### ZU ERLEDIGEN:
**A.** Beantworte anhand des Interviews über die 82 Viertausender:
(i) In wie vielen Tagen wurden alle 82 Viertausender der Alpen bestiegen?
(ii) Wann soll das Buch über xpeaks erscheinen?
(iii) Was für einen Schirmtyp wählten die beiden aus?
**B.** Kopiere aus den Datensätzen unverändert den Abschnitt von der Zeile mit „of the tall“ bis zum Ende der Datensätze, beide Enden eingeschlossen. Lass die Bilder dabei weg.

### AUSGEWÄHLTER AUSZUG:
++++++++++
In gerade Mal 51 Tagen haben Peter von Känel und Chrigel Maurer diesen Sommer alle 82 Viertausender der Alpen bestiegen. Was sie aus ihrem Climb&Fly-Abenteuer mitnehmen, welche Gipfel sich als besonders schwierig erwiesen haben und mit welchen Mitteln sie den fortschreitenden Gewichtsverlust bekämpften, verrät Peter von Känel im Interview.
Das Ende eures 82x4000er-Projektes liegt jetzt rund zwei Wochen zurück. Bist du schon wieder voll im Alltag angekommen oder noch auf dem Hoch eures Abenteuers?
Peter von Känel: Der Alltag hat mich wieder, aber es dreht sich immer noch vieles um unser Abenteuer. Während wir unterwegs waren, fehlte mir oft die Zeit, um die ganzen Eindrücke und Erlebnisse zu verarbeiten. Nicht zuletzt deshalb führte ich ein stichwortartiges Tagebuch.
Nun verfasse ich ein Buch über xpeaks, welches diesen Herbst, rechtzeitig auf unsere Vortragstournee, publiziert wird. Das hilft mir, das Erlebte einzuordnen und ich kann nochmals ins Abenteuer eintauchen und es vereinfacht mir den Übergang zurück in den Alltag. Auch freue ich mich, endlich wieder genug Zeit und Energie fürs Sportklettern zu haben.
Wenn du jetzt mit etwas Abstand auf XPeaks zurückblickst. Was kommt dir als erstes in den Sinn?
Es ist ein unbeschreibliches Gefühl, wenn sich unterwegs plötzlich eine Chance bietet und man diese für einen unerwarteten magic move nutzen kann. Der Gefühlsmix zwischen Freude, Stolz und ein wenig schlechtem Gewissen fühlte sich manchmal ähnlich an wie früher als Kind, wenn ich etwas Verbotenes machte und damit ungeschoren davonkam. Die Erinnerung an die Intensität dieser Gefühle hallt immer noch nach.
Du hältst regelmässig Vorträge zum Thema Risikomanagement. Wie sah eurer Risikomanagement bei diesem Projekt aus?
Chrigel und ich waren uns von Anfang an einig, dass wir die Risiken während des gesamten Projekts in einem für uns akzeptablen Bereich halten wollen. Daraus folgte unter anderem, dass wir Notschirme mitnahmen, einen Schirmtyp mit hoher passiver Sicherheit auswählten und uns im Hochgebirge in der Regel angeseilt bewegten.
Ein weiteres Schlüsselelement war unsere grundsätzliche Sichtweise auf unser Projekt. Unser Hauptziel war das Abenteuer selbst mit all den vielen Unsicherheiten, und nicht unbedingt dessen erfolgreicher Abschluss. Die Möglichkeit zu scheitern, ohne uns als Verlierer zu fühlen, wirkte befreiend und bereitete den Boden für unsere magic moves.
Gab es Situationen, in denen du rückblickend anders agieren würdest? Und falls ja warum?
++++++++++
### BEREITGESTELLTES MATERIAL:

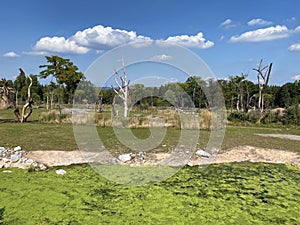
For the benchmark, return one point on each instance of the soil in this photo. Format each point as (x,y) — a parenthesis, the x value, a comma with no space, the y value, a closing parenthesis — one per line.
(238,154)
(283,136)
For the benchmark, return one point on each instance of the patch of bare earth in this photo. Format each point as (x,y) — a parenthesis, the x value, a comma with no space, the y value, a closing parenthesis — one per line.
(283,136)
(237,154)
(251,154)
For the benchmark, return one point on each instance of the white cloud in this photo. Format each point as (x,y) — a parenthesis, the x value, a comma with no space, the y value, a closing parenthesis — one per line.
(264,34)
(296,77)
(197,41)
(100,38)
(294,47)
(11,55)
(228,23)
(59,45)
(162,57)
(258,22)
(297,29)
(104,38)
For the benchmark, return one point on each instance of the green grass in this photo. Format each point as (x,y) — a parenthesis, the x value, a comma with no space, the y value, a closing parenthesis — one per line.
(35,136)
(221,194)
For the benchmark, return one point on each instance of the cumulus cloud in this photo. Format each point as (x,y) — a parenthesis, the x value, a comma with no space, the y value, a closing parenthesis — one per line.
(264,34)
(197,41)
(59,45)
(103,38)
(297,29)
(162,57)
(11,55)
(228,23)
(294,47)
(258,22)
(296,77)
(100,38)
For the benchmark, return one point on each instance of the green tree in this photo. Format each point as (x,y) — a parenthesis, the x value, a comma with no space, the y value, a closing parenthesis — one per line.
(195,89)
(65,73)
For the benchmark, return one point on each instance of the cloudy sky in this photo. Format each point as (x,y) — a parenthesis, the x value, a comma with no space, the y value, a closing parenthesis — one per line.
(230,36)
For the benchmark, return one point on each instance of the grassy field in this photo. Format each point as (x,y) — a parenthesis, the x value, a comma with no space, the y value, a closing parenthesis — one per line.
(221,194)
(236,193)
(35,136)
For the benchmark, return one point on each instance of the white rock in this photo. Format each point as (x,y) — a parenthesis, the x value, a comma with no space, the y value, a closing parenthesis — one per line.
(29,161)
(203,153)
(60,172)
(18,148)
(6,160)
(15,157)
(125,157)
(43,167)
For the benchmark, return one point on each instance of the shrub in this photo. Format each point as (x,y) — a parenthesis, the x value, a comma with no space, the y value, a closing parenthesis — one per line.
(292,116)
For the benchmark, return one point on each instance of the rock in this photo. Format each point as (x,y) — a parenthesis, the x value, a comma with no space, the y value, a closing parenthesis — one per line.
(203,153)
(125,157)
(61,172)
(28,161)
(43,167)
(18,148)
(15,157)
(6,160)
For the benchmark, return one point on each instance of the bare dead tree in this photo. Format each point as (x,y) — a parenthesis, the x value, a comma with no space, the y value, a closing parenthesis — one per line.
(28,105)
(122,91)
(99,102)
(264,74)
(5,96)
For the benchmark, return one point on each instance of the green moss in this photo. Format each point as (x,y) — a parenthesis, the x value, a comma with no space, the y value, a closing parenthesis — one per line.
(220,194)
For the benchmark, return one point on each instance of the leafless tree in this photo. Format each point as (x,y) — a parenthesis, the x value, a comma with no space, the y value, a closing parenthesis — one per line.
(122,91)
(28,105)
(263,77)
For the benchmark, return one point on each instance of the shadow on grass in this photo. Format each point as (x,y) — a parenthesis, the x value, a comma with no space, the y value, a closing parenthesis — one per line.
(1,216)
(8,121)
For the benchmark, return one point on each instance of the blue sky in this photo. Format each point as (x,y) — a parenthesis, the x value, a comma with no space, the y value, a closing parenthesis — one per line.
(230,36)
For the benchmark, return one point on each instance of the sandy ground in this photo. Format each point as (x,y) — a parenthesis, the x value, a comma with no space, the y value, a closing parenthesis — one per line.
(238,154)
(283,136)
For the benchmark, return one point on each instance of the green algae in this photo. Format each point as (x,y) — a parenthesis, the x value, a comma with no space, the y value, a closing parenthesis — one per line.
(241,193)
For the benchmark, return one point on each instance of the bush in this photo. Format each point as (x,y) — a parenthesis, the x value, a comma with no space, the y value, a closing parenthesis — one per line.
(52,117)
(237,116)
(292,116)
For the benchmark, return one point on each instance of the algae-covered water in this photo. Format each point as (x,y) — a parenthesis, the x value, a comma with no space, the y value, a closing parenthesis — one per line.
(242,193)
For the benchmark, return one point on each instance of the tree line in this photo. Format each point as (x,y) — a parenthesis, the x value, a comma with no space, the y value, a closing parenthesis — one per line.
(63,77)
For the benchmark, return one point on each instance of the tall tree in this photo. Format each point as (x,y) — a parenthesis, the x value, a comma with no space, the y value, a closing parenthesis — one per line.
(28,105)
(65,73)
(122,90)
(263,77)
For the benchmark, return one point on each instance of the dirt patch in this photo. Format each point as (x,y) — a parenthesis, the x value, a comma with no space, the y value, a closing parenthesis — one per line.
(252,154)
(238,154)
(283,136)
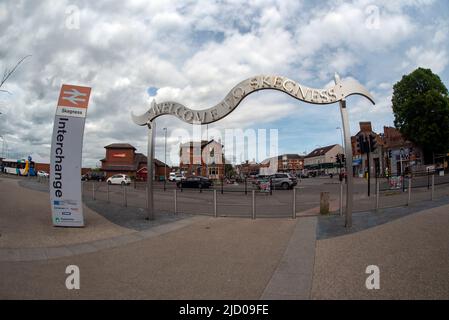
++++++++++
### DIE LÖSUNGEN:
**A.**
(i) In 51 Tagen.
(ii) Diesen Herbst, rechtzeitig auf die Vortragstournee.
(iii) Einen Schirmtyp mit hoher passiver Sicherheit.

**B.**
For the benchmark, return one point on each instance of the tall tree in this photo. Format each point as (x,y) — a parenthesis, the x value, a comma with no space, the y value, a closing parenthesis — one per line.
(28,105)
(65,73)
(122,90)
(263,77)
For the benchmark, return one point on each instance of the dirt patch in this photo. Format each point as (x,y) — a parenthesis, the x value, a comma with no space, the y value, a closing parenthesis — one per line.
(252,154)
(238,154)
(283,136)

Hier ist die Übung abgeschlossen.